» Task objective
How many lines in the items below contain the word "balcony"? Reply with the number alone.

-- Begin Provided entries --

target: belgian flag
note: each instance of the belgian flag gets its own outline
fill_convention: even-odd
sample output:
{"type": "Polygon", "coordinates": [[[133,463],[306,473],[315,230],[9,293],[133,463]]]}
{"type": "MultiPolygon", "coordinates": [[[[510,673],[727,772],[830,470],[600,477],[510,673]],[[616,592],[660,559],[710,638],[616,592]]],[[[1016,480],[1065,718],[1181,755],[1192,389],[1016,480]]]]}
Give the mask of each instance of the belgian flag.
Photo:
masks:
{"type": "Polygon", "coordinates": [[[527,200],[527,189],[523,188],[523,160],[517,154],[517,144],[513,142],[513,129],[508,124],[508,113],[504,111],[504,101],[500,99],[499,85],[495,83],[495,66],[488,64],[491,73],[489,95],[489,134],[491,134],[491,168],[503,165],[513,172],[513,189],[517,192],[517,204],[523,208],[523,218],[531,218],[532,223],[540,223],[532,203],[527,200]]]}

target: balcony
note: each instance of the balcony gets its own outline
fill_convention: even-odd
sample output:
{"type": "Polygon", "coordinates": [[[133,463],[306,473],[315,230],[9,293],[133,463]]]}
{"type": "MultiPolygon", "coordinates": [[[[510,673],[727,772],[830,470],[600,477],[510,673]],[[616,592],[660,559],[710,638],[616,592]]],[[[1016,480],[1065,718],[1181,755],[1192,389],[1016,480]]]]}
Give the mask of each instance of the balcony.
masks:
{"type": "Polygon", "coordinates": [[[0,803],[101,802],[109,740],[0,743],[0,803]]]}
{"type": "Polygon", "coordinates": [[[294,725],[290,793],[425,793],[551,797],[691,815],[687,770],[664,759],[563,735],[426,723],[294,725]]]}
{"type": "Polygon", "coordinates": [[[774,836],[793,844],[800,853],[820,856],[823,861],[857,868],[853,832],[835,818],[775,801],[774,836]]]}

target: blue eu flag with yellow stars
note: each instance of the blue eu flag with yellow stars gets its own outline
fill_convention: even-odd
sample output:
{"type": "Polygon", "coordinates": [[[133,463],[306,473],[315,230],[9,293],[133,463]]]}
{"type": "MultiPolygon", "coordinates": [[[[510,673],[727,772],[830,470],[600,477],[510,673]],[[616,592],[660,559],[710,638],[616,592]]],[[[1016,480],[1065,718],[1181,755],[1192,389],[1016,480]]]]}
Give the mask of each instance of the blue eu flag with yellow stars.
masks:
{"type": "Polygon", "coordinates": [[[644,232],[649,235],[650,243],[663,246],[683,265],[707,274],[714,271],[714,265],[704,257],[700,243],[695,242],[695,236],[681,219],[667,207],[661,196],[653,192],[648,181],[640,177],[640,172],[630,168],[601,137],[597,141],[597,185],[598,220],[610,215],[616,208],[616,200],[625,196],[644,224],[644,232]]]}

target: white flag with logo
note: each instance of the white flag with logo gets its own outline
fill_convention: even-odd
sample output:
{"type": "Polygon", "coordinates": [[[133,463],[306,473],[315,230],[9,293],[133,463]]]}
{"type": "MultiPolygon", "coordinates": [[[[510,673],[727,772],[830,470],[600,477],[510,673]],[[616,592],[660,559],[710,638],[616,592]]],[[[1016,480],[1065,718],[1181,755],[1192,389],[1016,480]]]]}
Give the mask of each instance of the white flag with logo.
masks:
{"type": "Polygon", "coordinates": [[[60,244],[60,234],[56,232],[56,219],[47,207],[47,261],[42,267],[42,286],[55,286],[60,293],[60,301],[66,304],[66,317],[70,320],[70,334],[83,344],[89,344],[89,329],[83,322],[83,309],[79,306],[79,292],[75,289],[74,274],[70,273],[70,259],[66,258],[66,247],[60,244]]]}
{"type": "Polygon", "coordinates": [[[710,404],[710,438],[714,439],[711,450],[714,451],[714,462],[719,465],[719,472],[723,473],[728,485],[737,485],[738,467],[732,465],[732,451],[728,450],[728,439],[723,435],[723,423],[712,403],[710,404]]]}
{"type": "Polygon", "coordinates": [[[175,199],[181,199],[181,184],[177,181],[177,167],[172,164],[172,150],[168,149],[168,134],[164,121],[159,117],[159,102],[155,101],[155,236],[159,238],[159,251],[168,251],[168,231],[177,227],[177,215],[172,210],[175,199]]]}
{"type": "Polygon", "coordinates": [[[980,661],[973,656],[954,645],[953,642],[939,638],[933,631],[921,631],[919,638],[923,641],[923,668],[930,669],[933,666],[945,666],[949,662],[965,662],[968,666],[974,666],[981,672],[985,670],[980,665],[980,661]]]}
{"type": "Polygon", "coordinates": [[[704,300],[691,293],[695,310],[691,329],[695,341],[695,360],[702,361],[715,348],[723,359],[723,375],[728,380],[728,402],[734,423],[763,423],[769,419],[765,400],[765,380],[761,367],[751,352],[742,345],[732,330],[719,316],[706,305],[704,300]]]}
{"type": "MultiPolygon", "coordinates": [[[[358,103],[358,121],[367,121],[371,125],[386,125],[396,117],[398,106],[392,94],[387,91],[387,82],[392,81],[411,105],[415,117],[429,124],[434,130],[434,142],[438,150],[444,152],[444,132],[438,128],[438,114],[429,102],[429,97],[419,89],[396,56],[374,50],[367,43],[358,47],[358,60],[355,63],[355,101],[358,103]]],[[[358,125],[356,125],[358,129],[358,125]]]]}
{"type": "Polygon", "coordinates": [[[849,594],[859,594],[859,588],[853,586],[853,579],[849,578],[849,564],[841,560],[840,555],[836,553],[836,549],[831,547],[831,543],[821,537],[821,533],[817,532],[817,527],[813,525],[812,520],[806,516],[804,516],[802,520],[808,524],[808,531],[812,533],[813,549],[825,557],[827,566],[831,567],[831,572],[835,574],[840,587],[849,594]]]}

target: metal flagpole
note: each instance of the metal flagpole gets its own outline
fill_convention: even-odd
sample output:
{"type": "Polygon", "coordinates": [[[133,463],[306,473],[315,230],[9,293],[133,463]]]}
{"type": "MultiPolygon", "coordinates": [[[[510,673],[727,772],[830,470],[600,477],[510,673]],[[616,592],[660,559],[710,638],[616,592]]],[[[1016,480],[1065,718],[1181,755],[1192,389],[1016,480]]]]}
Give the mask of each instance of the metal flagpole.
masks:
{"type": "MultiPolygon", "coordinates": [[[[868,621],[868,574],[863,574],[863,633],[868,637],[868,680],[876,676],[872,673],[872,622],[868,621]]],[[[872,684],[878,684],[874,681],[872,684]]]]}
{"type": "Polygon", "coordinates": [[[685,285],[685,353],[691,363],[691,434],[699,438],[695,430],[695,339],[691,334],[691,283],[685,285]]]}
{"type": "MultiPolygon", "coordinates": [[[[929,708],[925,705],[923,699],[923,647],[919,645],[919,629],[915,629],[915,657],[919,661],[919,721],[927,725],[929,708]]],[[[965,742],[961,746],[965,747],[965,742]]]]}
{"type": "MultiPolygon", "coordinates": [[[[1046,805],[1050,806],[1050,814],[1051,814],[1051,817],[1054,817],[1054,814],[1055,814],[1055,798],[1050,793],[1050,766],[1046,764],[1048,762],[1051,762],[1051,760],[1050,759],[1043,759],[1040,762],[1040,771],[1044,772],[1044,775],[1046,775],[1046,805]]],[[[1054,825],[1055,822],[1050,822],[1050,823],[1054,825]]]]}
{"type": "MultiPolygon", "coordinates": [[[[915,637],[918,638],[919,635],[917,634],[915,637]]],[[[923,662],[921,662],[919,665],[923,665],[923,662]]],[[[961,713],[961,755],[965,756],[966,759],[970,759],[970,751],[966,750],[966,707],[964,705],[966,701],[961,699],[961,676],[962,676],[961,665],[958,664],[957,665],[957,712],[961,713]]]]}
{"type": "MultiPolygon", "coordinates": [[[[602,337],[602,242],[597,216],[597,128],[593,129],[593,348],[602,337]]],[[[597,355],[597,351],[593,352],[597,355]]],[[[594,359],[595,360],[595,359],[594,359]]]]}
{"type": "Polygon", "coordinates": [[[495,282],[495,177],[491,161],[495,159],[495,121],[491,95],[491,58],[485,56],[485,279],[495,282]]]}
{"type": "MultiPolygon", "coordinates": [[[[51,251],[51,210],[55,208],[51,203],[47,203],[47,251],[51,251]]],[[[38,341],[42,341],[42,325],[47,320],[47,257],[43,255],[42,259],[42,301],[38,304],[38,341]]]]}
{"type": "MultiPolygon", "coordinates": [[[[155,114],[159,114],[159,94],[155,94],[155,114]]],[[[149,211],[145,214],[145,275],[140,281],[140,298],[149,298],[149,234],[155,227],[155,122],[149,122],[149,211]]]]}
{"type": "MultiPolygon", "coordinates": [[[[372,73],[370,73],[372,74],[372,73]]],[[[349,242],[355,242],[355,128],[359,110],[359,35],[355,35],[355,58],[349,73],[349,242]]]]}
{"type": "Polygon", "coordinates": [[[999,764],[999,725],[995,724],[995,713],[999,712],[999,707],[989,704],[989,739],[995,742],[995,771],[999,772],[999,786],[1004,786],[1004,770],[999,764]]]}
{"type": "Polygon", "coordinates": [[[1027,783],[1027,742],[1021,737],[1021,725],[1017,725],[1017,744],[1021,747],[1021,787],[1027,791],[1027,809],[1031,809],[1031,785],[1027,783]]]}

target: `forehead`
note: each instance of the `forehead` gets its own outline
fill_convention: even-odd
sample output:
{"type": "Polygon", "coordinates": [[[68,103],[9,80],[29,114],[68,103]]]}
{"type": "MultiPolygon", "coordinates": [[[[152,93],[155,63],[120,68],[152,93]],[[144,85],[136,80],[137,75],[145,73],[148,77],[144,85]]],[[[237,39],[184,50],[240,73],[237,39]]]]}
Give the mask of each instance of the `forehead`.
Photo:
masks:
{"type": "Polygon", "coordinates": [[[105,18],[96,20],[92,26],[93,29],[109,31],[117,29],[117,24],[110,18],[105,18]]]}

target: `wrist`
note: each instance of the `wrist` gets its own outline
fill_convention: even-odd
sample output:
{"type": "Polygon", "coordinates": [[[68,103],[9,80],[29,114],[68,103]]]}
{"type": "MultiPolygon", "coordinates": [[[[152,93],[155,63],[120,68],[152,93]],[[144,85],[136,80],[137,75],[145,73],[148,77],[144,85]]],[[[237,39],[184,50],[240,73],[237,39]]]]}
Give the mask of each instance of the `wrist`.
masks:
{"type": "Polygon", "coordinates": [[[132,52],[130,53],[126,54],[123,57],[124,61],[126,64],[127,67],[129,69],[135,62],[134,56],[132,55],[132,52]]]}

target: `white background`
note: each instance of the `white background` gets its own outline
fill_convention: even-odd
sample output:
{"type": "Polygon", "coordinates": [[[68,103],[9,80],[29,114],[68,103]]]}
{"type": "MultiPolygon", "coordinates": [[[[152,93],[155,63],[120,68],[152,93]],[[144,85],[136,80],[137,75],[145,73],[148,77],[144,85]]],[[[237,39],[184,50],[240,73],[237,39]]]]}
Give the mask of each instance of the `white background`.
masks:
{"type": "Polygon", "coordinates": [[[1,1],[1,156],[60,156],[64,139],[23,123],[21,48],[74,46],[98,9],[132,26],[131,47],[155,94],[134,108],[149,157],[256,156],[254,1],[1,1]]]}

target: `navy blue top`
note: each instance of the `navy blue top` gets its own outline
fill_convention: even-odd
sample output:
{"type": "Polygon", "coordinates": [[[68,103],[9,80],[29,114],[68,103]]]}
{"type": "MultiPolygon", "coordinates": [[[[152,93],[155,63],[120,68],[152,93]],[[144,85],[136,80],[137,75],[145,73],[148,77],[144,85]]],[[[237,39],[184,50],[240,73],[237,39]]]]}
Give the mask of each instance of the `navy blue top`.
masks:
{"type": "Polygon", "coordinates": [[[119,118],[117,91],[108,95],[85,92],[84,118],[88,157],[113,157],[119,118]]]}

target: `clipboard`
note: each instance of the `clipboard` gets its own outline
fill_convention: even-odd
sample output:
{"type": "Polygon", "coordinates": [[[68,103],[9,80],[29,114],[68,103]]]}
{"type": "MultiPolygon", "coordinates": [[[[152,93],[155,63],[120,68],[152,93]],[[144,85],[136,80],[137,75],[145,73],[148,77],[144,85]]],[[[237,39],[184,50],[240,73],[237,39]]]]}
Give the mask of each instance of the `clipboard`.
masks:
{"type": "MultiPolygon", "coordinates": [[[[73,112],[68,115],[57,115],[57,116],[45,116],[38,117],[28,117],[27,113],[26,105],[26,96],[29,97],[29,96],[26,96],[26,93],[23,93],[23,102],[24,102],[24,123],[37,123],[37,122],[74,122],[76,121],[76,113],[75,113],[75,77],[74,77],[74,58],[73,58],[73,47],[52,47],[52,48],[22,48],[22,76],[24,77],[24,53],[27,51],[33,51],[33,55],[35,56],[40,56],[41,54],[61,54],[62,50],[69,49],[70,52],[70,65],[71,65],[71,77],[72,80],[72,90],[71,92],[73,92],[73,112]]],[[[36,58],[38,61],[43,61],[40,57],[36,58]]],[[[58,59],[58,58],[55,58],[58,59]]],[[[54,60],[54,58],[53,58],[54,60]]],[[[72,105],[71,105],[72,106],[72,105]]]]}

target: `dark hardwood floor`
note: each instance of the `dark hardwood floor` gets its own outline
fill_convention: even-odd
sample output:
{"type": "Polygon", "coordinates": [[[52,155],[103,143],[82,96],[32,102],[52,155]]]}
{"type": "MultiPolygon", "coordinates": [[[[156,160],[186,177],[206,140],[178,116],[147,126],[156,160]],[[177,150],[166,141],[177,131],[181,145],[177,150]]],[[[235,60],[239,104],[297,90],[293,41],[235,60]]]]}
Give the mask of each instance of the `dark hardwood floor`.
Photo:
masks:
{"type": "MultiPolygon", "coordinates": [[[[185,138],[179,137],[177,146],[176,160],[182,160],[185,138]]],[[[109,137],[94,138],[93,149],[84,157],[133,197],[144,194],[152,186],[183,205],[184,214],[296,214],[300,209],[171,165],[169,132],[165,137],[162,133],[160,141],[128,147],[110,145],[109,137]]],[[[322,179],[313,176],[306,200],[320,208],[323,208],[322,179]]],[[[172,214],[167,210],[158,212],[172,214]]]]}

-- End Provided entries --

» Answer for the task
3